■ Directions ■
(a) According to the passage on precision medicine, what does precision medicine seek to maximize?
(b) From the passage on precision medicine, set down word for word the text that begins at "William Osler (1849-1919)" and ends after "of novel therapies.".

■ Excerpt provided ■
“It is much more important to know what sort of a patient has a disease than what sort of a disease a patient has.”
William Osler (1849-1919)
Precision medicine is an approach to disease diagnosis, treatment and prevention that seeks to maximize effectiveness by taking into account individual variability in clinical presentation, history, genes, environment, and lifestyle. Precision medicine aspires to redefine our understanding of disease onset and progression, treatment response, and health outcomes through the more precise quantification of the individualized factors that contribute to health and disease. Such an understanding will lead to more accurate diagnoses, more rational disease prevention strategies, better treatment selection, and the development of novel therapies.

■ Source data ■
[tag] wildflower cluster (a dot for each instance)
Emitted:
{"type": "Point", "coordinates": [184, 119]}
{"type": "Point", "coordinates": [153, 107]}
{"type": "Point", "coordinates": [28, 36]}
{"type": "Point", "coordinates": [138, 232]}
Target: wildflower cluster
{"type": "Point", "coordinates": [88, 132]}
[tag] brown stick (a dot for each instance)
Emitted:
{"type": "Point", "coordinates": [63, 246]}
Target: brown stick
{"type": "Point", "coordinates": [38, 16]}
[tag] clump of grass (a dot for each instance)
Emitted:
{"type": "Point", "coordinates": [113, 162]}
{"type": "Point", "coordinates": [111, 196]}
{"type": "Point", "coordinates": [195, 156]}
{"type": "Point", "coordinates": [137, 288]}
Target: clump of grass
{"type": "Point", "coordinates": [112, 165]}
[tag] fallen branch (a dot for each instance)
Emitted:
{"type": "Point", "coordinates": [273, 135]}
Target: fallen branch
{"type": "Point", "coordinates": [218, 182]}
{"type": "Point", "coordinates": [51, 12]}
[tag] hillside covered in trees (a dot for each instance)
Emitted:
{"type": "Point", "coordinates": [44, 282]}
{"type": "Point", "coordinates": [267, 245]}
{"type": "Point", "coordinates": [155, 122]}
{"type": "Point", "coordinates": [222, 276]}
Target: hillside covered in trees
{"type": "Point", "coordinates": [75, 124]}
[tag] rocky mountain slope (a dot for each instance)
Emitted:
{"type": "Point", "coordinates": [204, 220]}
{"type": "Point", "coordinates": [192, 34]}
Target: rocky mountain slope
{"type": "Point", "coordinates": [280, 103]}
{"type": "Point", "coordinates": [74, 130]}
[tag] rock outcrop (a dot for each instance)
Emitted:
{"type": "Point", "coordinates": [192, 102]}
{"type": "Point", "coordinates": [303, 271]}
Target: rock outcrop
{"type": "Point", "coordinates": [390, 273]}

■ Expected outputs ■
(a) Effectiveness.

(b)
William Osler (1849-1919)
Precision medicine is an approach to disease diagnosis, treatment and prevention that seeks to maximize effectiveness by taking into account individual variability in clinical presentation, history, genes, environment, and lifestyle. Precision medicine aspires to redefine our understanding of disease onset and progression, treatment response, and health outcomes through the more precise quantification of the individualized factors that contribute to health and disease. Such an understanding will lead to more accurate diagnoses, more rational disease prevention strategies, better treatment selection, and the development of novel therapies.